Please rewrite the lines below, replacing each "place one point" with "put a single point" and leaving everything else as it is.

─── Entries ───

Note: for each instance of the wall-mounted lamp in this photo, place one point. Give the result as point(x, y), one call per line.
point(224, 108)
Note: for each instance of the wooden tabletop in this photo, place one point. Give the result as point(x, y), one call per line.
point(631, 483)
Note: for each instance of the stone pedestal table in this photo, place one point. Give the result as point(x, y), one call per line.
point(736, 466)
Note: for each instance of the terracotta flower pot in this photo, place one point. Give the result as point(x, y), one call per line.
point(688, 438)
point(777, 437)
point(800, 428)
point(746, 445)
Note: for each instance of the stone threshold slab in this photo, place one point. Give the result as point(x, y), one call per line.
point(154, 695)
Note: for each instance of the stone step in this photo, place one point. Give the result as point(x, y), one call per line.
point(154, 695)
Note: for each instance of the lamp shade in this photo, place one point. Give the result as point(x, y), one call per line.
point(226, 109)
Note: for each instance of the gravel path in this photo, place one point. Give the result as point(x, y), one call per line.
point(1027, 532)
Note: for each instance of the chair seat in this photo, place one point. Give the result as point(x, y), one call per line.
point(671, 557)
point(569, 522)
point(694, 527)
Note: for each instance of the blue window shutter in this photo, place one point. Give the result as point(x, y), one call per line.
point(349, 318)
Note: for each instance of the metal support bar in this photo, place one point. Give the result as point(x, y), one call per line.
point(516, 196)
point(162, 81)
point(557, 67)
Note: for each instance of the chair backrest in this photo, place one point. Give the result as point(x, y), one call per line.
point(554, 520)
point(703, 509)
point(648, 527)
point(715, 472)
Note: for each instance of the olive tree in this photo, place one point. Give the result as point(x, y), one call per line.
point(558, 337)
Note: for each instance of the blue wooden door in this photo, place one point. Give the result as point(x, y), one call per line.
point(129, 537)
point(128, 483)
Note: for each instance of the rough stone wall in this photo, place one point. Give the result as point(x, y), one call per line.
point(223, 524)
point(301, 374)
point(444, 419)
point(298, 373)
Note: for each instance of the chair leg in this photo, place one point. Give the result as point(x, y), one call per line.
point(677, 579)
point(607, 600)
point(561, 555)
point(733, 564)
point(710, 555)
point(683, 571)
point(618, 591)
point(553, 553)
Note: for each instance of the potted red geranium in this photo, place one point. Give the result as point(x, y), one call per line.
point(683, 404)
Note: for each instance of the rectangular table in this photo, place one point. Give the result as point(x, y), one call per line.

───

Task response:
Note: for each instance of the wall-mounted lamp in this photo, put a single point. Give the result as point(x, y), one call per line.
point(224, 108)
Note: for each instance of the wooden tabletop in this photo, put a single point. Give the result as point(x, y), one call per line.
point(631, 483)
Note: for each instance of the stone pedestal table in this photo, put a single point. Give the result as point(x, y), one call per line.
point(736, 466)
Note: for each instance of the terracotta flower pot in this photo, put a single point. Give the result as point(x, y), one call per line.
point(688, 438)
point(777, 437)
point(800, 428)
point(746, 445)
Note: for each instance of the stone threshold slab in this photo, put a single point. Give the result as point(x, y), one call per line.
point(154, 695)
Note: for each instance of the stone step in this photo, put a single point. Give the result as point(x, y), one call per line.
point(154, 695)
Note: for each instance of the lamp shade in this photo, put a single point. Give the result as point(x, y), one call per line.
point(226, 109)
Note: for each instance of the gravel path in this photo, put a single point. Give the result as point(x, y), one call per line.
point(1027, 532)
Note: for each instance of the chair seat in this photo, put a single point. Give the result as point(x, y), one call per line.
point(671, 557)
point(569, 522)
point(694, 527)
Note: for each instance of the blue window shutter in this photo, put a single point. Give the result as point(x, y), one call per line.
point(349, 318)
Note: for each instance of the metal support bar in this photo, put a single point. Give the result as point(x, y), one call per line.
point(516, 196)
point(162, 81)
point(557, 67)
Note: for each instance of the chair backrest in this photo, put a single point. Give the result as point(x, y), one call per line.
point(554, 520)
point(703, 509)
point(648, 527)
point(715, 472)
Note: for each instance of the olive tree in this photo, put a single point. Give the result as point(x, y), one call per line.
point(558, 337)
Note: for each instance of the blue wooden door in this photo, put a single point. Give the result as point(x, y), one call per line.
point(129, 537)
point(128, 483)
Note: for each instance of the rough stone wall in this photo, put a single point. Give the result as point(x, y), one call per line.
point(223, 524)
point(301, 374)
point(444, 419)
point(298, 373)
Note: for each instance of the chair leg in this photo, put a single point. Give the result as point(x, y), one call per line.
point(677, 579)
point(607, 600)
point(561, 555)
point(733, 564)
point(710, 555)
point(683, 571)
point(618, 591)
point(553, 553)
Note: for each instance of the potted red geranium in this photo, put a single point. Give the result as point(x, y), one call per line.
point(683, 404)
Note: for each instance of the rectangular table in this photo, put a single point. Give the result as point(x, y), one call per line.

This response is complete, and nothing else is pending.